DATA IN THIS EXERCISE –
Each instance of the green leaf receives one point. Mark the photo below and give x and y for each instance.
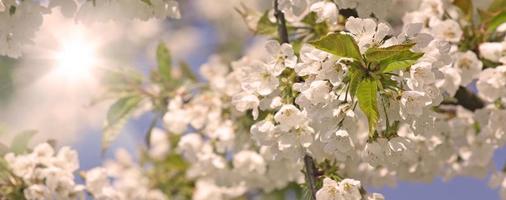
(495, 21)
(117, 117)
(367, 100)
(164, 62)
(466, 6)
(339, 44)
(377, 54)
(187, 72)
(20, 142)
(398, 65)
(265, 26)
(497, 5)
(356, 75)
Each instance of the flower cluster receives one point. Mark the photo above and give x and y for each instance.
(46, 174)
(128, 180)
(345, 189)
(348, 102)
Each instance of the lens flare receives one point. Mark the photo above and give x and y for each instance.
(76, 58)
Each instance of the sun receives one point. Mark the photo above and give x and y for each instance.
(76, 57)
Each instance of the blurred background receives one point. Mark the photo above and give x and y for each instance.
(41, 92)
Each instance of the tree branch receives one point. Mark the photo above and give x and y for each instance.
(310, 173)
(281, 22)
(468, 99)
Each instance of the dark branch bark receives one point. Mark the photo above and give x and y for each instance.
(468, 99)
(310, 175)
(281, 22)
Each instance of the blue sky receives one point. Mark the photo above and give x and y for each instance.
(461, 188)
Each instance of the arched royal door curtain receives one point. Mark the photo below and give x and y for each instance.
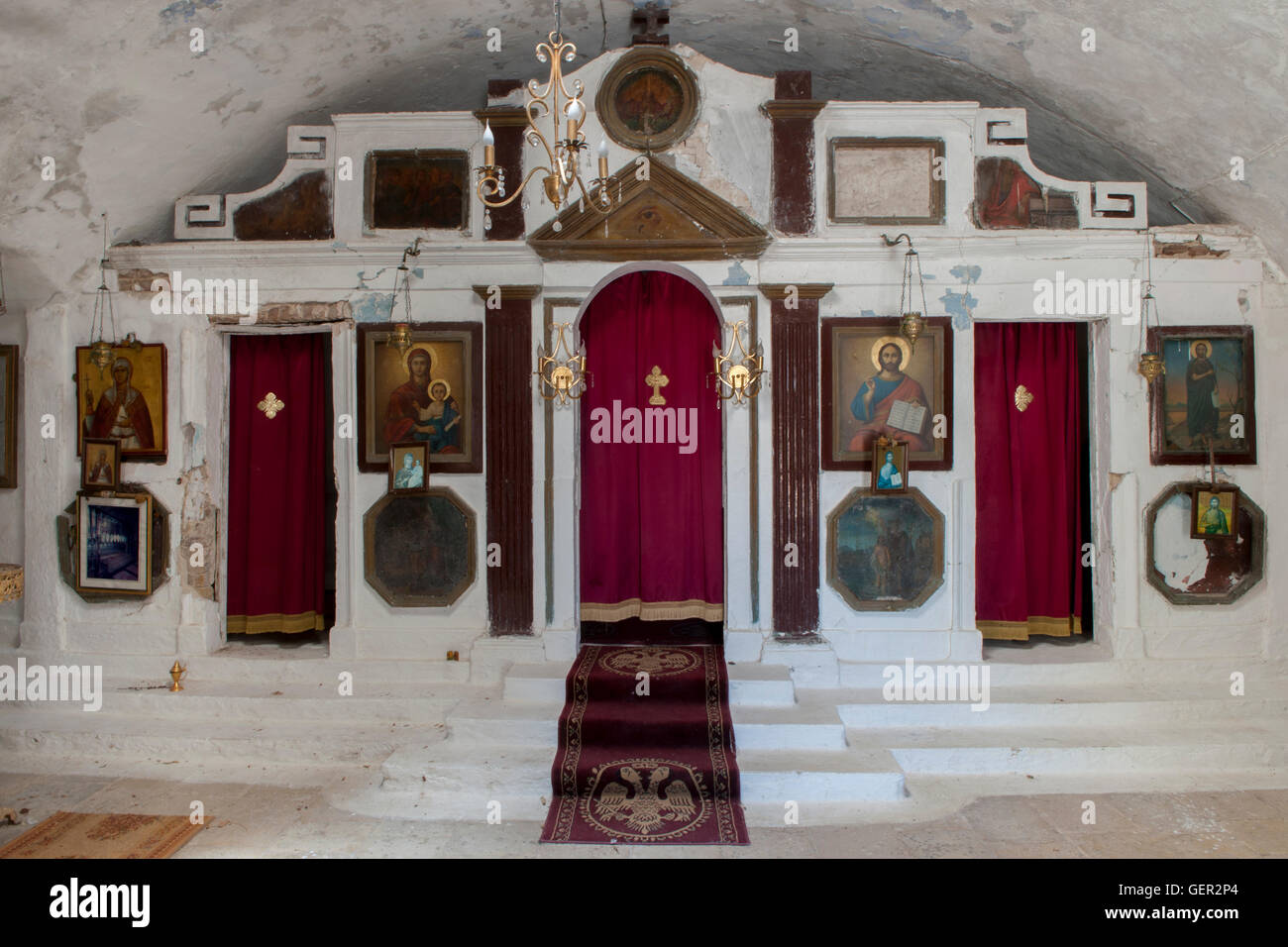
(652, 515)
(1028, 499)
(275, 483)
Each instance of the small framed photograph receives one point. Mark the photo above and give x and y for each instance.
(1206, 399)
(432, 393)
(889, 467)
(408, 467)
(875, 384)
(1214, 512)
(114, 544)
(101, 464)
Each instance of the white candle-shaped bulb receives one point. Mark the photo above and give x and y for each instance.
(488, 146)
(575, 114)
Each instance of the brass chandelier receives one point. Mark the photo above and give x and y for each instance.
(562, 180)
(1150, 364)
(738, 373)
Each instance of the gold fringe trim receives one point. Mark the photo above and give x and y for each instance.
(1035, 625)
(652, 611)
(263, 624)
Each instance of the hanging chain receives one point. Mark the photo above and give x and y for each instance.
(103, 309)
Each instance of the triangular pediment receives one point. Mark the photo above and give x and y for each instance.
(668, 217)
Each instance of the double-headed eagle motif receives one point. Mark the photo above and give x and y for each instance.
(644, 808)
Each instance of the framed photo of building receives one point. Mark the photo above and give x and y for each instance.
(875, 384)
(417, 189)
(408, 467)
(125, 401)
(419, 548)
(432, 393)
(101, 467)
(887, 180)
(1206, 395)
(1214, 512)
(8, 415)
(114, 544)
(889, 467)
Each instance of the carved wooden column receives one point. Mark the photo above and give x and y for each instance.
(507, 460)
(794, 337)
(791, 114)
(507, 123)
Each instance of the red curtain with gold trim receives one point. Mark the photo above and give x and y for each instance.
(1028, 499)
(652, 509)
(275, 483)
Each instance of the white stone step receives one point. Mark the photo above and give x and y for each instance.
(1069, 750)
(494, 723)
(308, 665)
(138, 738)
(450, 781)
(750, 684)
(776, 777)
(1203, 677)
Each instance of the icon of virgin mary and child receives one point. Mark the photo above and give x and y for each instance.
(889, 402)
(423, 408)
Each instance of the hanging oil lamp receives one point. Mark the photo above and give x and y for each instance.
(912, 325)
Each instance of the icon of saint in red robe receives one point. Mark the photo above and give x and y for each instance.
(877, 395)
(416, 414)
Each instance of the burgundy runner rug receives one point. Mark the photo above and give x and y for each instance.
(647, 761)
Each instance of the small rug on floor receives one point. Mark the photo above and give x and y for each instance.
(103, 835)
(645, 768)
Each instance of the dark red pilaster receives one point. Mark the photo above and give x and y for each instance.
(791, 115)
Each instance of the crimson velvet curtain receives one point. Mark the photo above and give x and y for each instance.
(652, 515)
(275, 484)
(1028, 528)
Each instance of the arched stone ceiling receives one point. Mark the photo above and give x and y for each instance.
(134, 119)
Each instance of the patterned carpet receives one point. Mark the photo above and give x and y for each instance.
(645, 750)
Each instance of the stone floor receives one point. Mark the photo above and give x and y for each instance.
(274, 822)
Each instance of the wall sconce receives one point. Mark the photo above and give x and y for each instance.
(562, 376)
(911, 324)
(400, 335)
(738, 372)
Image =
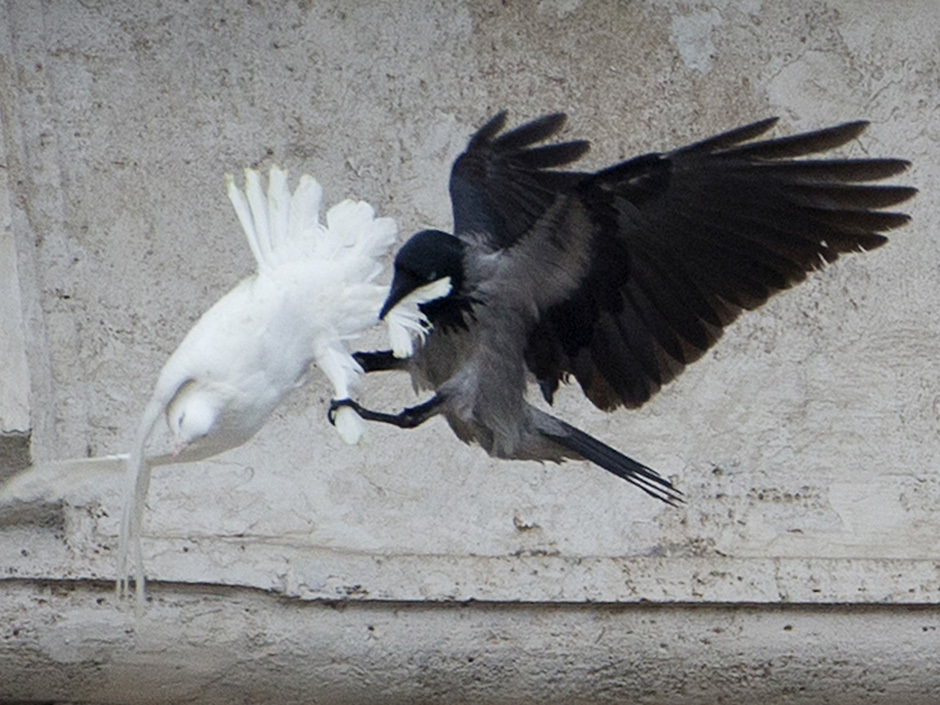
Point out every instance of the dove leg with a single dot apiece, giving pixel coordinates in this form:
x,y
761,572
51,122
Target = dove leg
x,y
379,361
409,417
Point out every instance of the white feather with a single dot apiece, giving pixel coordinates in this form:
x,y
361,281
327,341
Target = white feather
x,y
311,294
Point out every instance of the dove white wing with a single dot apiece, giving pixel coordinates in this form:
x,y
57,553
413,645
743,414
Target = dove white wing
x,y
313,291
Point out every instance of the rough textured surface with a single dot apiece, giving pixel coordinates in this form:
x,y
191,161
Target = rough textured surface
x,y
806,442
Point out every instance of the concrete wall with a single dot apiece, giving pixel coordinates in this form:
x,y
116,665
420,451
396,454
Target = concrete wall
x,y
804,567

WHAT THE EXERCISE ASKS –
Reproduce the listing exactly, minus its pictures.

WRITTEN RESPONSE –
Each instance of the green leaf receives one point. Mark the photo below and give x and y for each instance.
(495, 21)
(117, 117)
(367, 100)
(164, 62)
(466, 6)
(339, 44)
(377, 54)
(187, 72)
(20, 142)
(398, 65)
(265, 26)
(497, 5)
(356, 75)
Each instance of the flower cluster receives one point. Mark the photo above and give x and y for each instance.
(46, 174)
(128, 180)
(345, 189)
(348, 102)
Each instance of the lens flare receives one point. Mark the photo above and give x and y for each instance.
(76, 58)
Each instance of the sun receives one point. Mark the photo above and give x and y for each instance.
(76, 57)
Each instance of the blurred background receives one point. Mark the photo above and give x and y for each instance.
(41, 92)
Each instance of the tree branch receives one point. Mark the photo above and give x and y for each instance.
(310, 173)
(281, 22)
(468, 99)
Each instance of the dark branch bark receives one point. Mark the photo above and give x and y for each instance.
(468, 99)
(310, 175)
(281, 22)
Each instance of the blue sky receives one point. Mark the photo above and give x and y for each instance.
(461, 188)
Each instance of the arched royal door curtain receives one point. Mark the photo below and give x and y for each instance.
(652, 515)
(1028, 499)
(275, 483)
Each instance of the small framed photograph receives one point. Mark the photo above and give x and y for each instance.
(1206, 399)
(432, 393)
(889, 467)
(408, 467)
(875, 384)
(1214, 512)
(114, 544)
(101, 464)
Each instance of the white candle-shaped bulb receives one point. Mark the photo above and give x and y for each instance.
(488, 146)
(575, 114)
Each instance of the brass chandelier receives one point. Mark the photo above and give x and y for each instance.
(562, 180)
(1150, 364)
(738, 373)
Each instance of the gold fringe trim receives one point. Mark the photo above and give x and y for each instance.
(1035, 625)
(652, 611)
(263, 624)
Each instance of the hanging chain receives one point. Mark the photo above and give x and y for each instance.
(103, 309)
Each instance of the triangular pediment receives one point. Mark the photo above and give x and y for each instance.
(668, 217)
Each instance of the double-headed eagle motif receives one point. Mark the photo above and give x and y for each instance.
(644, 808)
Each instance of the framed photo of building receives one point. Mark the photo above and give x and y for each instance.
(875, 384)
(417, 189)
(408, 467)
(125, 401)
(419, 548)
(432, 393)
(101, 467)
(887, 180)
(1206, 395)
(1214, 512)
(8, 415)
(114, 544)
(889, 467)
Each instance of the carved wooden column receives one point. Mark the photo above and give x and y for each instance.
(507, 460)
(794, 337)
(791, 114)
(507, 123)
Each instance of the red curtain with gold trim receives one point. Mark the photo above and give x and y for each instance.
(1028, 499)
(652, 509)
(275, 483)
Each instance of the white stone step receives one point. Mark the photo above and give x and y for each instance.
(1069, 750)
(494, 723)
(308, 665)
(138, 738)
(450, 781)
(750, 684)
(776, 777)
(1203, 677)
Each instance of the icon of virgin mary and child receives one point. Mark the photo above and give x and y for each instance.
(889, 402)
(423, 408)
Each instance of the hanging oil lamp receives one point. Mark the photo above and give x and y for each instance.
(912, 325)
Each instance of the icon of saint in red robe receives one point. Mark the photo above and give x and y for each instance.
(877, 395)
(416, 414)
Each instance of the burgundy runner rug receives one point. Mark the photo above and give x and y for each instance.
(647, 761)
Each instance of the small rug on floor receives one point. Mark the photo above and give x and y for each instance.
(103, 835)
(645, 768)
Each instance of the dark red pilaster receives one point. Mark the photo above and give x and y for each instance.
(791, 115)
Each instance of the crimson velvet curtain receives one point. Mark the photo above and give x and y for each instance.
(652, 515)
(275, 484)
(1028, 528)
Each instance of the arched stone ceiling receives one point. Mark the photo above and give x and y for each instance.
(134, 119)
Each instance of the patterned carpet receives one point. Mark the photo above and give x and y for each instance.
(645, 750)
Each instance of the stone floor receives one point. Mark the photo above and give x and y for each instance.
(274, 822)
Each instance of the wall sconce receives one point. Mark the photo above and give x and y for each instance.
(562, 376)
(911, 324)
(400, 335)
(738, 372)
Image =
Point out every instance of the dove leg with a single dot apiece, giving pixel coordinates in this form:
x,y
761,572
51,122
Target = dove leg
x,y
379,361
409,417
Point out every instance of the white feather with a single dot apiece, giving pixel coordinates in this form:
x,y
361,281
327,341
Target = white feather
x,y
311,294
Point out every instance of the dove white wing with a single dot apiece, giving pixel coordinates in this form:
x,y
57,553
413,645
743,414
Target = dove white wing
x,y
313,291
Point out every instance of the rough textured surface with a single dot apiece, giving pixel coordinates in this form:
x,y
191,161
Target = rough textured surface
x,y
806,442
Point out every instance of the concrete wall with a single dot apiece, giving pixel coordinates in this form:
x,y
116,665
420,451
396,454
Target = concrete wall
x,y
804,567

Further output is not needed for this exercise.